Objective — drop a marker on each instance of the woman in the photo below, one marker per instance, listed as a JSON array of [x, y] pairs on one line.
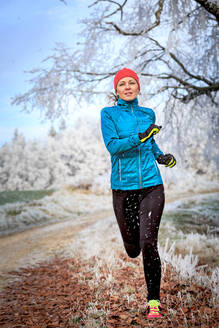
[[136, 183]]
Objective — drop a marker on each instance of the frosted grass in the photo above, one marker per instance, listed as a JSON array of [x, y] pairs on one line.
[[64, 204]]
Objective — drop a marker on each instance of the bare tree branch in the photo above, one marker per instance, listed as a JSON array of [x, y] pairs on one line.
[[211, 7], [144, 31]]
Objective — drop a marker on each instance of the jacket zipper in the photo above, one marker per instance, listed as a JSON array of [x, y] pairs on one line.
[[156, 167], [120, 170], [139, 150]]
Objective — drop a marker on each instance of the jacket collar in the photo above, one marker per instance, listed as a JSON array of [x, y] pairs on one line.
[[127, 104]]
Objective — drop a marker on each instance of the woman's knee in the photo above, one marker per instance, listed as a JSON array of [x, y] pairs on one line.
[[148, 246], [133, 250]]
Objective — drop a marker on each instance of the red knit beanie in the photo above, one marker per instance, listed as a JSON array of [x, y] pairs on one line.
[[125, 72]]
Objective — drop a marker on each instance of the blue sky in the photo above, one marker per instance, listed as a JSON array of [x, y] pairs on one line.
[[29, 30]]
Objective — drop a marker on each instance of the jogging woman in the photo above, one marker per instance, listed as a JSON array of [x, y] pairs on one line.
[[136, 183]]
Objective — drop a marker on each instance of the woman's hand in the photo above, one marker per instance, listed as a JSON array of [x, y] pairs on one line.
[[153, 129], [168, 160]]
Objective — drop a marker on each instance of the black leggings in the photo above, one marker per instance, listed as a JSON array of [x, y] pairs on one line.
[[138, 213]]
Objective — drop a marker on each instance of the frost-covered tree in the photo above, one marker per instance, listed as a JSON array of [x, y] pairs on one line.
[[171, 43], [75, 156]]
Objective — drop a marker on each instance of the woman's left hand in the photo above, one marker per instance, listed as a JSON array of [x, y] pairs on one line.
[[168, 160]]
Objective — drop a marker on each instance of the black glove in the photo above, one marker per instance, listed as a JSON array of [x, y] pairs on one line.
[[168, 160], [153, 129]]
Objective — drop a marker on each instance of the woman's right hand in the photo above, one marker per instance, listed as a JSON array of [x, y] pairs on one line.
[[153, 129]]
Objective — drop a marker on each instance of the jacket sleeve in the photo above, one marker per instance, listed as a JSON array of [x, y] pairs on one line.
[[113, 143], [156, 150]]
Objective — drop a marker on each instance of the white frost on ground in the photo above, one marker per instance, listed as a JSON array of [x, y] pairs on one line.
[[62, 204]]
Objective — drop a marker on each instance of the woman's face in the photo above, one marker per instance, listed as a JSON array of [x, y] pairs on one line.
[[127, 89]]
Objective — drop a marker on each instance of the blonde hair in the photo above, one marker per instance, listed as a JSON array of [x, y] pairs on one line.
[[113, 98]]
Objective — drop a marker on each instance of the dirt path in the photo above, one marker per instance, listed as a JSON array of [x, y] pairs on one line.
[[37, 244], [40, 243]]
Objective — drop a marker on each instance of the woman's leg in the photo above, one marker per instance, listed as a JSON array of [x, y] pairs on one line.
[[126, 208], [151, 208]]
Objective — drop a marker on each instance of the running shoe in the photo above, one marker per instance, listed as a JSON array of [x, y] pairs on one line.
[[153, 309]]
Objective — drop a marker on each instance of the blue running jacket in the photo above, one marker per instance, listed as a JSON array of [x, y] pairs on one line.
[[133, 163]]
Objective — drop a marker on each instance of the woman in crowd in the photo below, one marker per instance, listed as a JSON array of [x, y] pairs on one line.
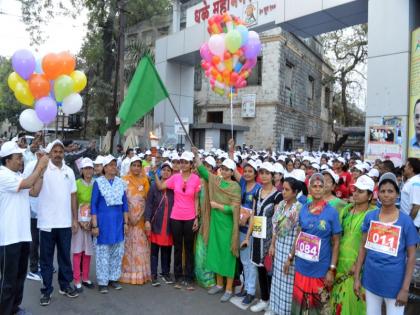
[[157, 215], [136, 260], [266, 199], [109, 223], [285, 221], [221, 236], [81, 241], [184, 218], [343, 299], [387, 253], [204, 276], [316, 250]]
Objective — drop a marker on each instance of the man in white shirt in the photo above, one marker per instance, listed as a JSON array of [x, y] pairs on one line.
[[57, 215], [410, 193], [15, 231]]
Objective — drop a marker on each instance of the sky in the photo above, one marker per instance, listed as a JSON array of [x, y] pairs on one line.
[[63, 33]]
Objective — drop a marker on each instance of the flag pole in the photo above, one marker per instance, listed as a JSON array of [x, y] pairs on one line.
[[180, 121]]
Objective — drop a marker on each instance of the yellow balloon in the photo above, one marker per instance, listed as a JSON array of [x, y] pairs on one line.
[[13, 80], [79, 79], [23, 94]]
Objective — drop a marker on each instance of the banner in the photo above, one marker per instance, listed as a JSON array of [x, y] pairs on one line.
[[414, 111]]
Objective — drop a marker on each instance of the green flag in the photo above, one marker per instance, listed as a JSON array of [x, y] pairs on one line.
[[144, 92]]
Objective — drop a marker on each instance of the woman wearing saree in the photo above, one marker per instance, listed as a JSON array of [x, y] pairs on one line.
[[343, 299], [136, 260], [221, 232]]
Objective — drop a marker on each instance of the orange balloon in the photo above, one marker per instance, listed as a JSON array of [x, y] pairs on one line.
[[39, 85], [68, 63], [52, 66]]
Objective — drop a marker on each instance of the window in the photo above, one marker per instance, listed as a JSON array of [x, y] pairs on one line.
[[256, 76], [215, 117], [198, 78], [289, 75], [310, 88]]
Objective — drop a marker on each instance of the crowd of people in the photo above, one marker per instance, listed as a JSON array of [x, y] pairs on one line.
[[317, 232]]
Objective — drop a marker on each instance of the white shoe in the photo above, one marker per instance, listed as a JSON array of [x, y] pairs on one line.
[[259, 307]]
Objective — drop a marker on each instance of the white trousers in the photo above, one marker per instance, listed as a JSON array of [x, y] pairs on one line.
[[374, 305]]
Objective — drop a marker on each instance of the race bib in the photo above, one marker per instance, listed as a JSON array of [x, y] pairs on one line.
[[383, 238], [260, 227], [308, 247], [84, 213]]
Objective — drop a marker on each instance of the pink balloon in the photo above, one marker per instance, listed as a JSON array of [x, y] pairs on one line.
[[205, 52]]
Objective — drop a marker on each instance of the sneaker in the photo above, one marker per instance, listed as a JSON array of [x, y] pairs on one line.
[[103, 289], [69, 292], [226, 297], [167, 279], [214, 290], [248, 299], [259, 307], [45, 299], [88, 284], [34, 276], [155, 282], [115, 285]]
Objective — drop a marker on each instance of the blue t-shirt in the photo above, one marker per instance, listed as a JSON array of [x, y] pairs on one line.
[[247, 199], [324, 225], [384, 274]]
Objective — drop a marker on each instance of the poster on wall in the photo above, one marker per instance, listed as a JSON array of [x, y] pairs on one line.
[[414, 111]]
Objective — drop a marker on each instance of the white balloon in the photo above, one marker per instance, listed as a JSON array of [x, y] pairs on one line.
[[72, 104], [29, 121]]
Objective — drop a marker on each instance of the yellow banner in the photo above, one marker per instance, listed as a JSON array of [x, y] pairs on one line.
[[414, 113]]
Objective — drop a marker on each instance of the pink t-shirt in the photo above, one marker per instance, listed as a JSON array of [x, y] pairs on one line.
[[184, 206]]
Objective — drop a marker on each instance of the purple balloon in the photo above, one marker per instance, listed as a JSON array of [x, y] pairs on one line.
[[46, 109], [205, 52], [23, 63], [252, 48]]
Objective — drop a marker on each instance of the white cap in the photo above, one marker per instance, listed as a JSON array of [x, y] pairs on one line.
[[373, 173], [267, 166], [229, 164], [211, 161], [187, 156], [9, 148], [135, 158], [99, 160], [334, 176], [278, 168], [108, 159], [364, 182], [53, 144]]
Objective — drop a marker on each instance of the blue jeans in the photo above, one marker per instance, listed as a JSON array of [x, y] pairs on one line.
[[250, 270]]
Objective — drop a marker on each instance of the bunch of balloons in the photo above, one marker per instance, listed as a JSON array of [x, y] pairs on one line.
[[230, 54], [49, 84]]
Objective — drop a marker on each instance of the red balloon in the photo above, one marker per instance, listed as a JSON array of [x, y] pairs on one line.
[[39, 85]]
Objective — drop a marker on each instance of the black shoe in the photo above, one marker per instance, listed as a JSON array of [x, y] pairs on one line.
[[167, 279], [103, 289], [155, 282], [69, 292], [248, 299], [88, 284], [45, 299], [115, 285]]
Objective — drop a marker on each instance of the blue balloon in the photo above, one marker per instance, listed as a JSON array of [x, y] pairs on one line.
[[244, 34]]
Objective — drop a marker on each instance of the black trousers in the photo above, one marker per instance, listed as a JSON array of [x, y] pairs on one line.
[[265, 283], [13, 268], [49, 240], [34, 249], [165, 259], [183, 236]]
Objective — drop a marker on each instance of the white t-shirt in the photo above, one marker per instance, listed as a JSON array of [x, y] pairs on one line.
[[54, 200], [15, 214], [410, 195]]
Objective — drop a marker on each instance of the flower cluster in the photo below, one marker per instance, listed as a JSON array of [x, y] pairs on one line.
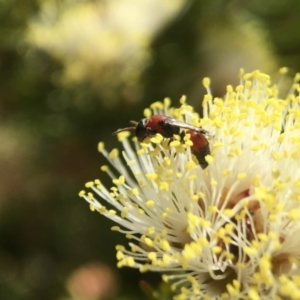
[[231, 230]]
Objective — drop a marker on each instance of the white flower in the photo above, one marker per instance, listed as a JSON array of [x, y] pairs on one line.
[[230, 231]]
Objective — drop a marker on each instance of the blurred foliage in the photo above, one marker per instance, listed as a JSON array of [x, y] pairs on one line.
[[72, 72]]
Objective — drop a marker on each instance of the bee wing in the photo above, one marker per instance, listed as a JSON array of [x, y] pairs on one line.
[[173, 122]]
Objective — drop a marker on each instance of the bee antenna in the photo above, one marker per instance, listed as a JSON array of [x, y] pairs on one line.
[[123, 129]]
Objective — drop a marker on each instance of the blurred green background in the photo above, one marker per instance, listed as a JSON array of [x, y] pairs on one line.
[[74, 71]]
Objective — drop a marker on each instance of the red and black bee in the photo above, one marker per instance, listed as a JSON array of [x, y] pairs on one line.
[[167, 127]]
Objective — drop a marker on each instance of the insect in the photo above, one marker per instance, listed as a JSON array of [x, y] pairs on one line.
[[167, 127]]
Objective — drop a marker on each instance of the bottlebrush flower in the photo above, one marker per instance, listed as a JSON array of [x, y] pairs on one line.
[[230, 231]]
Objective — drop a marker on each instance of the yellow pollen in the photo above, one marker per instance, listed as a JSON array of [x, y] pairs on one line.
[[175, 144], [100, 146], [89, 184], [213, 182], [157, 105], [229, 89], [157, 139], [209, 159], [150, 203], [148, 242], [92, 207], [253, 294], [206, 82], [147, 112], [115, 228], [182, 100], [216, 249], [164, 186], [283, 70], [119, 181], [241, 176], [114, 153]]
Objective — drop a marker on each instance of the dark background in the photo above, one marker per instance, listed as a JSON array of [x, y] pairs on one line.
[[71, 73]]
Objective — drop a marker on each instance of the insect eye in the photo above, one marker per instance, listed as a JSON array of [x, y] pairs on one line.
[[140, 130]]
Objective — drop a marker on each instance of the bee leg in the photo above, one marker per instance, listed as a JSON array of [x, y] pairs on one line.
[[149, 132]]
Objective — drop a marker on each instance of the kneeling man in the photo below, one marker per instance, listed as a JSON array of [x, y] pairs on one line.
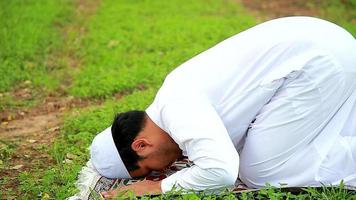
[[274, 104]]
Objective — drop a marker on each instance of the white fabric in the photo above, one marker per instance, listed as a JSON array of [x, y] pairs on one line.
[[105, 157], [287, 84], [87, 179]]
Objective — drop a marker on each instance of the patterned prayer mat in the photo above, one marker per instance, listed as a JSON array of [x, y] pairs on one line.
[[91, 184]]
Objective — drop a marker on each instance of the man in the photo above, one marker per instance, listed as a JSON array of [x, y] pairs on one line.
[[274, 104]]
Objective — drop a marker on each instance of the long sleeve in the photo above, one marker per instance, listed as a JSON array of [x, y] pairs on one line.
[[199, 131]]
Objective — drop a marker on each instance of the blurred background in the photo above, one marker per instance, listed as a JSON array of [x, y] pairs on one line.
[[67, 66]]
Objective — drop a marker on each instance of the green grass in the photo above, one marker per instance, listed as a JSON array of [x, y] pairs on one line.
[[128, 47], [342, 13], [138, 42], [28, 34]]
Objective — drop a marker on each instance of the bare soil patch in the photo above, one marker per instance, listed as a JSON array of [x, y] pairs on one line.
[[265, 10], [27, 132]]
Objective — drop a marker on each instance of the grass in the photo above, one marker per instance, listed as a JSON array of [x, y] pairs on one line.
[[27, 37], [127, 47]]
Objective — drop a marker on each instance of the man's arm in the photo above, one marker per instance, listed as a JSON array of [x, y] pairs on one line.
[[199, 131], [138, 189]]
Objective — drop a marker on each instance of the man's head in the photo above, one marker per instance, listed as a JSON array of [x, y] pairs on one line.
[[142, 145]]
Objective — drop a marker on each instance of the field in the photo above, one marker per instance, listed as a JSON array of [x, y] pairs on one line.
[[67, 66]]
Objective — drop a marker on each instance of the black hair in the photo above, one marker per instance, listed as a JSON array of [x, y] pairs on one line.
[[124, 129]]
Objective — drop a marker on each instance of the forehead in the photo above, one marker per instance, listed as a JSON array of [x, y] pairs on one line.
[[142, 171]]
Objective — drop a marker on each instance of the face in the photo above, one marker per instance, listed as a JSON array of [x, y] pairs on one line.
[[161, 156]]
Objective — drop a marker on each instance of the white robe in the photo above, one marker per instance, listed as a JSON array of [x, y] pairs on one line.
[[275, 103]]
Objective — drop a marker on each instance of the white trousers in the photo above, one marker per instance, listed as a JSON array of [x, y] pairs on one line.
[[306, 134]]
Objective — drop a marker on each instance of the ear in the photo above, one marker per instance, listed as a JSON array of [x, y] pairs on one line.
[[140, 145]]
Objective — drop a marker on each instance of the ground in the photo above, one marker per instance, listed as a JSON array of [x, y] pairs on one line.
[[37, 118]]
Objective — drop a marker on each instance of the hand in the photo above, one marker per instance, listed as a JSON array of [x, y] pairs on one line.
[[138, 189]]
—————
**Task instructions**. Please copy out the listing from the line with "Objective — drop a marker on each instance of the bunch" up to and including the line with "[[244, 34]]", changing nothing.

**Right answer**.
Objective — drop a marker on each instance of the bunch of balloons in the photo above, one marker per instance, listed as a JSON array of [x, y] pairs on one line.
[[230, 54], [49, 84]]
Objective — drop a marker on each instance of the red balloon in the photo above, one marker per instance, listed as a JSON array of [x, y] pairs on one line.
[[39, 85]]
Objective — drop a marker on each instance of the black shoe in the photo above, one marker per instance, listed as a JSON array of [x, y] pairs on one line.
[[167, 279], [103, 289], [155, 282], [69, 292], [248, 299], [88, 284], [45, 299], [115, 285]]
Objective — drop a marker on each instance of the blue balloon in the photo above, one marker per instance, listed as a JSON array of [x, y] pairs on one line.
[[244, 34]]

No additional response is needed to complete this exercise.